## Tasks
• A. Copy the award announcement word for word, from "Dr Susan Quinn is" through "Society of Chemistry.".
• B. In the award announcement, how long does the earliest step of DNA oxidation take?
• C. Carry the award announcement forward, beginning after its final sentence.

Dr Susan Quinn is awarded the Rita and John Cornforth Award 2016 for Collaborative Research
UCD Chemist, Dr Susan Quinn has been recognised by the Royal Society of Chemistry for her work as part of an international research team investigating the relationship between the molecular origins of disease and the absorption of light energy by DNA.
The prestigious Rita and John Cornforth Award 2016 is shared jointly by Dr Quinn (UCD School of Chemistry), Prof Christine Cardin (University of Reading) and Prof John Kelly (Trinity College Dublin) for their leading collaborative research exploring ultrafast processes in DNA to understand the mechanisms of DNA damage. This is the first time a UCD chemist has received an award, in recognition of their research, from the Royal Society of Chemistry.
The team’s research looked at the earliest steps of DNA oxidation – a process that happens in half a billionth of a second when light energy first makes contact with DNA. The team’s recent findings have been published in Nature Chemistry; Angewandte Chemie; the Journal of American Chemical Society; Chemical Communications; and Chemical Science.

## Supplied material
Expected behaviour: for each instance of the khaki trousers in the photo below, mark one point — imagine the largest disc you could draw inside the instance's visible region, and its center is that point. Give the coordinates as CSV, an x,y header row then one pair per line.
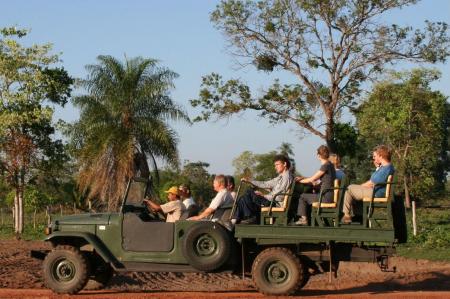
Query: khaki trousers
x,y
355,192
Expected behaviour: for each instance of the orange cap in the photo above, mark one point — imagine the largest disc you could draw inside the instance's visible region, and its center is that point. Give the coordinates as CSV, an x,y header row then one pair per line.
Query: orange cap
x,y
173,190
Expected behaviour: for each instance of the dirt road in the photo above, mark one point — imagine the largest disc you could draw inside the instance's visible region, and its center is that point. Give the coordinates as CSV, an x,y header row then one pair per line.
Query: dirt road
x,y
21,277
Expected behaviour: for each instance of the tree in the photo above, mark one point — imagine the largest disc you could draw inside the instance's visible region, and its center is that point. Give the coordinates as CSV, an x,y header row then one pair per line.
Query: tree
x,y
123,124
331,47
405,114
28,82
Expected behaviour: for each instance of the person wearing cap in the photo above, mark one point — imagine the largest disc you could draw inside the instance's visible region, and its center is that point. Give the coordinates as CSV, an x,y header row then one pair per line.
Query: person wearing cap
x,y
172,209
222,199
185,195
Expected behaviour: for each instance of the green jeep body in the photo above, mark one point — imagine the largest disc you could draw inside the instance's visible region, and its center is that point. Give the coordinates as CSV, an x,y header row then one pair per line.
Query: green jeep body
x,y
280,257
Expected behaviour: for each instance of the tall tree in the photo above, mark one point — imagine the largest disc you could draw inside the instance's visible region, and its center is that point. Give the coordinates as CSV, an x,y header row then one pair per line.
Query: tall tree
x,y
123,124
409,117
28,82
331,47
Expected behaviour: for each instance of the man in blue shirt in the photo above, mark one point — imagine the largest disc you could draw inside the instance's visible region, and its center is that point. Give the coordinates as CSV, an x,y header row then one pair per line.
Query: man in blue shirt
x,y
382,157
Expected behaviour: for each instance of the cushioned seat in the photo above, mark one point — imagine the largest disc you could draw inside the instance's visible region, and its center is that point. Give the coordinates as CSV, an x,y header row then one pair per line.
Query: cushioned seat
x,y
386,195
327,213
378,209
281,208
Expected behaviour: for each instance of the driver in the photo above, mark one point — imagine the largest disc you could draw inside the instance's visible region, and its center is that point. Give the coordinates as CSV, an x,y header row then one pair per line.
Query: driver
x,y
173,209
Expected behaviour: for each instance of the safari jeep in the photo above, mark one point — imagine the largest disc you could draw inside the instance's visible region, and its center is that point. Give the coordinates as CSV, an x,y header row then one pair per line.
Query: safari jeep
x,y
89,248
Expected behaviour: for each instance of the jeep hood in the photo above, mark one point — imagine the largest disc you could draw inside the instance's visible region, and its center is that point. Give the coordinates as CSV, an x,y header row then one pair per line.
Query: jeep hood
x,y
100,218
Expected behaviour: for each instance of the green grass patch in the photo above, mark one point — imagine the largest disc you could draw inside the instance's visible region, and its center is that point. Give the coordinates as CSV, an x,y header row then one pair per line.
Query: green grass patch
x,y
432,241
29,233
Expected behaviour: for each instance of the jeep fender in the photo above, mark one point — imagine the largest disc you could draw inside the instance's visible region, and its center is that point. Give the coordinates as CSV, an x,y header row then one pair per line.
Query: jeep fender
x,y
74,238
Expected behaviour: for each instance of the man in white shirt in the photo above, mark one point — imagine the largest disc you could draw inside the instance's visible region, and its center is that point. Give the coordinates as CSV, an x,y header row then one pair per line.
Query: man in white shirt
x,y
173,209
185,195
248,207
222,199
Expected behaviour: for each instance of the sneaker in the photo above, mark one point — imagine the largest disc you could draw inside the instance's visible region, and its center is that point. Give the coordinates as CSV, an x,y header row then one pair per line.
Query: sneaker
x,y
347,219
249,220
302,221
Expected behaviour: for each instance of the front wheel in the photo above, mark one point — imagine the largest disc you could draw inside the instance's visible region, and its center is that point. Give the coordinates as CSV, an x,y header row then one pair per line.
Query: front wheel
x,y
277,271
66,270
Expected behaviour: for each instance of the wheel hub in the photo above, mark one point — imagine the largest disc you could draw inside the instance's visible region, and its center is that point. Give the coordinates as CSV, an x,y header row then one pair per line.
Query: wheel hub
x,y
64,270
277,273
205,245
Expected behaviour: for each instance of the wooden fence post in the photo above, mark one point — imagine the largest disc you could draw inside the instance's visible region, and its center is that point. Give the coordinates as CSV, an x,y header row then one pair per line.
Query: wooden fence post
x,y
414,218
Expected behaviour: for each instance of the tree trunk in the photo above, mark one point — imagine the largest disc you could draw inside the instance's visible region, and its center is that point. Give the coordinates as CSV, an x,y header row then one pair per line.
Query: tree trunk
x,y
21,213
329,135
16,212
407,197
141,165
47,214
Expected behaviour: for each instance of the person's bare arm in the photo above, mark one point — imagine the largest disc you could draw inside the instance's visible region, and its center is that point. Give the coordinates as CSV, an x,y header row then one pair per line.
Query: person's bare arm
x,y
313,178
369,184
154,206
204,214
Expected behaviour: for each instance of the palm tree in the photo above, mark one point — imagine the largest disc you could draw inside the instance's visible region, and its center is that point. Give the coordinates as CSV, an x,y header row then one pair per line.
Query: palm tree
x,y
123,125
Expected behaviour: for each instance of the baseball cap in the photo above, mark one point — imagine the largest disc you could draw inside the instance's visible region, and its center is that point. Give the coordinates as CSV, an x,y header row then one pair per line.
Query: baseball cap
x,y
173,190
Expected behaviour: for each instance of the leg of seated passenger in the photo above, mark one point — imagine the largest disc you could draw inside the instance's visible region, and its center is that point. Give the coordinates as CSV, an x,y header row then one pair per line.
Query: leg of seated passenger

## Answers to the problems
• A.
Dr Susan Quinn is awarded the Rita and John Cornforth Award 2016 for Collaborative Research
UCD Chemist, Dr Susan Quinn has been recognised by the Royal Society of Chemistry for her work as part of an international research team investigating the relationship between the molecular origins of disease and the absorption of light energy by DNA.
The prestigious Rita and John Cornforth Award 2016 is shared jointly by Dr Quinn (UCD School of Chemistry), Prof Christine Cardin (University of Reading) and Prof John Kelly (Trinity College Dublin) for their leading collaborative research exploring ultrafast processes in DNA to understand the mechanisms of DNA damage. This is the first time a UCD chemist has received an award, in recognition of their research, from the Royal Society of Chemistry.

• B. Half a billionth of a second, when light energy first makes contact with DNA.

• C.
The work was made possible through access to the Central Laser Facility in the Rutherford Appleton Laboratory, UK and the Diamond Light Source, the UK’s national synchrotron facility. Dr Quinn has been a visitor to the Ultrafast Laser Facility in Rutherford Appleton for over ten years and during this time has built up considerable expertise in the study of the excited states of DNA.
Dr Quinn said: “This award is a result of years of close collaboration between colleagues in UCD, the University of Reading, Trinity College Dublin and workers at the Rutherford labs and is a testament to how collaborative scientific research at an international level can achieve breakthrough results. We have succeeded in shedding new light on the factors that determine the effectiveness of metal complexes as DNA photo-probes and as sensitisers for light-induced damage to DNA.”
“Understanding the photo-processes that are involved in DNA damage is particularly difficult, especially for reactions in solution where DNA can have lots of different arrangements. We have worked to overcome this by studying small sequences of DNA in crystals where the location of bound molecules is known precisely and comparing them to solution studies. This has allowed us to follow the motion of electrons right at the very beginning of DNA damage – an achievement that has exciting implications for future research into how certain forms of light can cause cancer but can also be used to treat it.”